▸ **DIRECTIONS**: Copy out every line of the listing below, including the requests. Multiply each x and y coordinate in the answers by 1.6 and round to the nearest whole number, with halves rounded up.
----- PROVIDED RECORDS -----
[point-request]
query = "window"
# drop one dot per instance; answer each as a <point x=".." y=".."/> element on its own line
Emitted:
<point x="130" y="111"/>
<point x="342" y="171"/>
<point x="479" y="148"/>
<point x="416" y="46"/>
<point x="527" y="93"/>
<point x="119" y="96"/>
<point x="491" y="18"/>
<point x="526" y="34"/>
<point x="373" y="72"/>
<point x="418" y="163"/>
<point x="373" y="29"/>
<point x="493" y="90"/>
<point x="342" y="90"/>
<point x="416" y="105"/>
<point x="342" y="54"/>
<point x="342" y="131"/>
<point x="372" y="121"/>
-----
▸ **CORRECT RESPONSE**:
[point-request]
query = "window"
# drop one dot per instance; answer each as a <point x=".." y=".."/> element on its own line
Emitted:
<point x="208" y="178"/>
<point x="547" y="274"/>
<point x="766" y="237"/>
<point x="666" y="74"/>
<point x="843" y="149"/>
<point x="190" y="154"/>
<point x="786" y="29"/>
<point x="842" y="54"/>
<point x="597" y="115"/>
<point x="669" y="261"/>
<point x="597" y="46"/>
<point x="789" y="144"/>
<point x="547" y="144"/>
<point x="666" y="168"/>
<point x="547" y="86"/>
<point x="547" y="210"/>
<point x="595" y="194"/>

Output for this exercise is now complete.